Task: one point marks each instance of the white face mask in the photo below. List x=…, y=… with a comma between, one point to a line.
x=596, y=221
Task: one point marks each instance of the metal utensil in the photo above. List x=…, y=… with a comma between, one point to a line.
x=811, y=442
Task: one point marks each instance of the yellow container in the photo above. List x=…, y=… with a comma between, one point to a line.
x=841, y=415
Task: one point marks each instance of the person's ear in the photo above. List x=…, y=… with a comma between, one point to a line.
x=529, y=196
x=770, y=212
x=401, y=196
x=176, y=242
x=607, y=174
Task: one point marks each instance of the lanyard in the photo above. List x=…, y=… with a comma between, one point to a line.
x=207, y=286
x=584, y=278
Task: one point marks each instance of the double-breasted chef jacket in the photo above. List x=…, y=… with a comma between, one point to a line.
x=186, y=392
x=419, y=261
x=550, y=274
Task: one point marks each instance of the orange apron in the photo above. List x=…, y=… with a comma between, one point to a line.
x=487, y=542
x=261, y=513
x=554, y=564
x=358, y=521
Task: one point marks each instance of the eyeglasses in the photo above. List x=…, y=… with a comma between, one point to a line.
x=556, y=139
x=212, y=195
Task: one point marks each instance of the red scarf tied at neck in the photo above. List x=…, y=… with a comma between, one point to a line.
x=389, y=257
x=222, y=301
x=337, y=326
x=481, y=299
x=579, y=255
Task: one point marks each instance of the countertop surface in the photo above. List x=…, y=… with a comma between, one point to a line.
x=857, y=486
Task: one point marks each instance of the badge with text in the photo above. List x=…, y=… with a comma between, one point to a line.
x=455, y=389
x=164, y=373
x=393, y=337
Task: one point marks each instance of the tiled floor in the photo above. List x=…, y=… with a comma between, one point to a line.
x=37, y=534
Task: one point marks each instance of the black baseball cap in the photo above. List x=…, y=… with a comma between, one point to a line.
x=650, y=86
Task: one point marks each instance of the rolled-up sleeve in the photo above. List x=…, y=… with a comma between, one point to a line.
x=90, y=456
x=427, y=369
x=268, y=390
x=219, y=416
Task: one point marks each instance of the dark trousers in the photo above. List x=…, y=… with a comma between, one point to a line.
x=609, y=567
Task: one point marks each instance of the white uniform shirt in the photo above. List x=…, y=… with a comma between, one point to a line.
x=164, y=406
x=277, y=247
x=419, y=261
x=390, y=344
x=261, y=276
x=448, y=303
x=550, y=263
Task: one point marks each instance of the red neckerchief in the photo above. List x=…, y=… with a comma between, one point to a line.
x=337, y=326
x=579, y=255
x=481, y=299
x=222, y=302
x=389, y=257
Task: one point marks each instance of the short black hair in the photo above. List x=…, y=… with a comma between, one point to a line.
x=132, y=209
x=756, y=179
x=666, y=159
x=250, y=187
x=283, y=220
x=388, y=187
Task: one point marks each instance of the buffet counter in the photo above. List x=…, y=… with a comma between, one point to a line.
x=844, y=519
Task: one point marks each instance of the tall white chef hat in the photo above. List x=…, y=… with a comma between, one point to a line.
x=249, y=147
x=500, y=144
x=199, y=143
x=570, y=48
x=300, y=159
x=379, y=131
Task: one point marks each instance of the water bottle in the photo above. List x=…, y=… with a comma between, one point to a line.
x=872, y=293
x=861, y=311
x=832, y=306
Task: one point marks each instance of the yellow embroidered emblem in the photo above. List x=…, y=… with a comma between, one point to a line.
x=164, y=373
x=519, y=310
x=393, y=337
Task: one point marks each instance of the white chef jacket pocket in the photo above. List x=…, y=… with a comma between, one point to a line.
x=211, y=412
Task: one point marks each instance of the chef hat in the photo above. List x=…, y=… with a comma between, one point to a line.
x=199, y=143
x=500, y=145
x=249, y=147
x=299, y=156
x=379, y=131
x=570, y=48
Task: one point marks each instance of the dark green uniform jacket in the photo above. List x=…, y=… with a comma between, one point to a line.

Directions:
Update all of the lines above so that "with a comma between" reads "separated by a comma" wherever it occurs, keeping everything else unchanged.

Correct result:
Task: one point marks each instance of the white face mask in the photo below. List x=…, y=… separated by a comma, one point to a line.
x=596, y=221
Task: one point marks each instance of the metal utensil in the photo above. List x=…, y=… separated by a comma, one point to a line.
x=811, y=442
Task: one point marks each instance of the yellow container in the photo above. List x=…, y=… separated by a comma, one point to a line.
x=841, y=415
Task: one point marks each instance of the person's ear in the photo above. List x=…, y=… separated by a comma, one point to a line.
x=529, y=196
x=770, y=212
x=401, y=196
x=176, y=242
x=607, y=174
Task: one point marks each instance of the lanyard in the photo above. List x=…, y=… separated by a comma, one point to a line.
x=207, y=286
x=584, y=278
Task: one point marks each instance of the double-breasted chef jacket in the photo above. List x=…, y=… separated by a comma, one point to a line.
x=186, y=392
x=419, y=261
x=550, y=274
Task: one point marks each instance of the orange apron in the photo above. List x=…, y=… separated by a comma, one point to a line.
x=487, y=542
x=261, y=513
x=554, y=564
x=358, y=521
Task: one point marks each instance of the eyeglasses in the photo above. List x=…, y=… separated by a comma, one point to a line.
x=556, y=139
x=212, y=195
Task: one point marks each instance of the red scarf tied at neck in the photo above. List x=…, y=… separated by a comma, one point to a line.
x=389, y=257
x=222, y=301
x=337, y=326
x=481, y=299
x=579, y=255
Task: one point marks each instance of the countertop surface in the photo above. List x=…, y=… separated by a comma, one point to a line.
x=857, y=486
Task: one point marks each instance of the badge with text in the photo above. List x=…, y=… separated by a comma, one point to a line.
x=455, y=389
x=164, y=373
x=393, y=337
Task: one point marks each instance of the tiled floor in the photo above. List x=…, y=… separated by a comma, one point to a line.
x=37, y=534
Task: one point marks each instance of the black baseball cap in the photo above. List x=…, y=… separated by a comma, one point to a line.
x=650, y=86
Task: one point marks each instance of the rolled-up sleeve in the photo above. List x=…, y=… separated by a comma, one point to a line.
x=90, y=456
x=427, y=369
x=268, y=390
x=219, y=416
Task: one point marks each instance of the dark trousers in the photo above. List x=…, y=… separated by a comma, one point to a line.
x=609, y=567
Task: one point marks each instance of the white uniform shirt in the photo above. List x=…, y=… separated by a comma, one point to a line.
x=164, y=406
x=277, y=247
x=419, y=261
x=390, y=344
x=261, y=276
x=448, y=303
x=550, y=263
Task: one point marks each instance of the red neckerchief in the photo above. List x=…, y=… separated by a comma, one point to a line.
x=337, y=326
x=579, y=255
x=481, y=299
x=222, y=302
x=389, y=257
Task: one point marks each instance of the short black hair in the photo above. List x=…, y=… separated by a comma, one point to a line.
x=132, y=209
x=756, y=179
x=666, y=159
x=250, y=187
x=283, y=220
x=388, y=187
Task: one point marks each instance of the buffet counter in the photo above. List x=…, y=… separated by a comma, one point to a line.
x=844, y=519
Task: one point marks each instance of the tall white chef hat in the photo above. List x=…, y=… separated by a comma, one point to a line.
x=249, y=147
x=500, y=144
x=199, y=143
x=570, y=48
x=300, y=159
x=379, y=131
Task: one point marks each instance of the water bottle in the photo above. List x=…, y=… separated by a comma, one point to a line.
x=872, y=293
x=861, y=311
x=832, y=306
Task: one point marks each instance of the yellow embroidered emblem in the photo above. List x=…, y=… separated by a comma, one point to a line.
x=164, y=373
x=519, y=310
x=393, y=337
Task: one point marks each instance of the white chef jacket pocket in the photo above. List x=…, y=… separated by a comma, one point to a line.
x=211, y=412
Task: one point marks each instance of the chef hat in the photo above. List x=…, y=… separated by a comma, one point to a line.
x=199, y=143
x=500, y=145
x=249, y=147
x=299, y=156
x=379, y=131
x=570, y=48
Task: one point marks each instance of the dark green uniform jacket in the photo above. List x=…, y=… separated by a comma, one point to a line.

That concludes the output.